-- Start of Selected extract --

MID air Collision Avoidance System Standardisation Support Phase (MIDCAS SSP)
The aim of the MIDCAS programme was to provide the technical content of a collision avoidance system standard proposal for RPAS and thus to contribute to the RPAS integration in civilian airspace by proposing a baseline of solutions for the “Unmanned Aircraft System Mid-air Collision Avoidance Function” acceptable by manned aviation. The original MIDCAS project started in September 2009 and was completed in 2015. MIDCAS SSP was its continuation with a focus on supporting and progressing standardization, mainly in EUROCAE. MIDCAS SSP has generated substantial progress: the experience and knowledge gained by the people involved in MIDCAS is a unique resource available for continued European efforts in this field.
DeSIRE2: Demonstration of Satellites enabling the Insertion of RPAS in Europe
EDA and the European Space Agency (ESA) established their cooperation in the RPAS sector in 2010 and launched the joint DeSIRE project in 2012, with the aim of to demonstrate the safe integration of RPAS in non-segregated airspace using satellites capabilities for RPAS command and control, air traffic control communications and mission data transfer to ground. A follow-on project with ESA, DeSIRE2, was launched in 2014 and aimed at developing and demonstrating services based on a Remotely Piloted Aircraft flying in Beyond Radio Line of Sight (BRLOS). The project concluded at the beginning of 2019 and its scope was reduced due to the mishap of the RPAS intended to be used for the flight tests. Nevertheless, the project did produce interesting results: its main outcomes are related to the characterization of SatCom channels (Ka and L band) in terms of latency, continuity, integrity and availability. DeSIRE2 is also the basis for an ongoing activity, the CRUISE project funded by ESA to deliver a cybersecurity test range for RPAS.
Remote Pilot Station (RPS) Standardisation
The project’s main objective was to support standardisation of the Remote Pilot Station to be used in EASA's certified operations category, with a focus on certification and Air Traffic Integration requirements. The project concluded at the beginning of 2019 with the delivery of the Safety and Performance Requirements Document for Remote Pilot Stations Supporting IFR Operations in Controlled Airspace to EUROCAE for internal review. The consortium is still active at EUROCAE even after the project’s closure and is leading the production of the main formal standardization document in the working group: the MASPS (Minimum Aviation System Performance Specification) which will be issued for open consultation at EUROCAE.
Enhanced RPAS Automation (ERA)
RPAS automation is a key enabler for the integration of RPAS in non-segregated airspace, particularly to ensure the operation safety levels in degraded or emergency modes. Automation in RPAS take-off, landing, and taxi phases will be required for airport operation, both civil and military. The main objectives of ERA are to establish the technological baseline for automatic take-off and landing, autotaxi, nominal/degraded mode automation functions and emergency recovery. This will be done alongside support to the regulation and standardisation of these capabilities, by providing safety assessments, procedures, simulation and flight demonstrations.

-- End of Selected extract --
-- Start of Data provided --

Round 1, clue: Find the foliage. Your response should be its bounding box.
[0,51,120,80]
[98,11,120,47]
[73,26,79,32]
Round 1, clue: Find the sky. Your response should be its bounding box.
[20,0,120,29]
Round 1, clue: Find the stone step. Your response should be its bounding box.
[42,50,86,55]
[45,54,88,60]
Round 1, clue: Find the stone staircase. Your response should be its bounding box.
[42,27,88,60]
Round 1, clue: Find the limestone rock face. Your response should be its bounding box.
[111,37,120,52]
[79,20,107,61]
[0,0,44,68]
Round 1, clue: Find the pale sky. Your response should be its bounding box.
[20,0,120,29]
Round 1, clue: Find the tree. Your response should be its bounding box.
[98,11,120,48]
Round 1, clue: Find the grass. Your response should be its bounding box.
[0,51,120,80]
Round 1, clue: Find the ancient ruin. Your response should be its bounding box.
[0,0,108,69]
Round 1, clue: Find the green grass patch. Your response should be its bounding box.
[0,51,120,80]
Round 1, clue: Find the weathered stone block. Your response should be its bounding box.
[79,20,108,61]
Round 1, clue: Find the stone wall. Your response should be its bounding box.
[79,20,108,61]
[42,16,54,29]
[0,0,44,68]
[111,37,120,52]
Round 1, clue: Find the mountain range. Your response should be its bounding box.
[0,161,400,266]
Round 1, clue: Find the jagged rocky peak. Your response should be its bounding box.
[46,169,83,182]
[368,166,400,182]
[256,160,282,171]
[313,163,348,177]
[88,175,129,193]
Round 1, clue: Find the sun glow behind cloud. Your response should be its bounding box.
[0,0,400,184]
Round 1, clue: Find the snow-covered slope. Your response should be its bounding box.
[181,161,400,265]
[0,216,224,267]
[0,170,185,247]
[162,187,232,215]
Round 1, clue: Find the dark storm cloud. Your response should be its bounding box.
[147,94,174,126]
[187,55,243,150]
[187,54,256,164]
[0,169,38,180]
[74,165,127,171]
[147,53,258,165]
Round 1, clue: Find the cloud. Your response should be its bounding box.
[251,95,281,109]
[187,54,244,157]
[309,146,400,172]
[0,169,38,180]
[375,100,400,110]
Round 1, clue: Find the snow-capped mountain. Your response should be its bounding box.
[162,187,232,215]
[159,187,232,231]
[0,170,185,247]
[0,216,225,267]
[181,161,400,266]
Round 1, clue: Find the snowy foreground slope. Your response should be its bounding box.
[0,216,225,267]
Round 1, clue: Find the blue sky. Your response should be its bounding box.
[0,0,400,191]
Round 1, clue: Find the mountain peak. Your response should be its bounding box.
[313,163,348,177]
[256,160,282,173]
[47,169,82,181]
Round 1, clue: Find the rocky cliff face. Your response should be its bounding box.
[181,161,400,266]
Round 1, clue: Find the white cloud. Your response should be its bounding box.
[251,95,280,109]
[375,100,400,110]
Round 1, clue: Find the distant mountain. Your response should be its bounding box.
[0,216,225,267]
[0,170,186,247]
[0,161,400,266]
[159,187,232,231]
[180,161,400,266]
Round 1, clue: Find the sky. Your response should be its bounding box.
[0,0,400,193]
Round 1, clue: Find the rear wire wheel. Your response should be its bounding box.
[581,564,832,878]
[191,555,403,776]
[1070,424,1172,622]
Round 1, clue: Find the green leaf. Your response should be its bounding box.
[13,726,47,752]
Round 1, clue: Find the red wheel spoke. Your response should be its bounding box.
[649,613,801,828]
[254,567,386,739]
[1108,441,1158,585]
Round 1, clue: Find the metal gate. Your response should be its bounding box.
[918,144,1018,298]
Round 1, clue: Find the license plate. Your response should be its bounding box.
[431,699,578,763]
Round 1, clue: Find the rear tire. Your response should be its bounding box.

-- End of Data provided --

Pull out, word for word, the part of the RPAS projects text that opens with "RPAS automation is" and closes with "and flight demonstrations.".

• [Worked solution]
RPAS automation is a key enabler for the integration of RPAS in non-segregated airspace, particularly to ensure the operation safety levels in degraded or emergency modes. Automation in RPAS take-off, landing, and taxi phases will be required for airport operation, both civil and military. The main objectives of ERA are to establish the technological baseline for automatic take-off and landing, autotaxi, nominal/degraded mode automation functions and emergency recovery. This will be done alongside support to the regulation and standardisation of these capabilities, by providing safety assessments, procedures, simulation and flight demonstrations.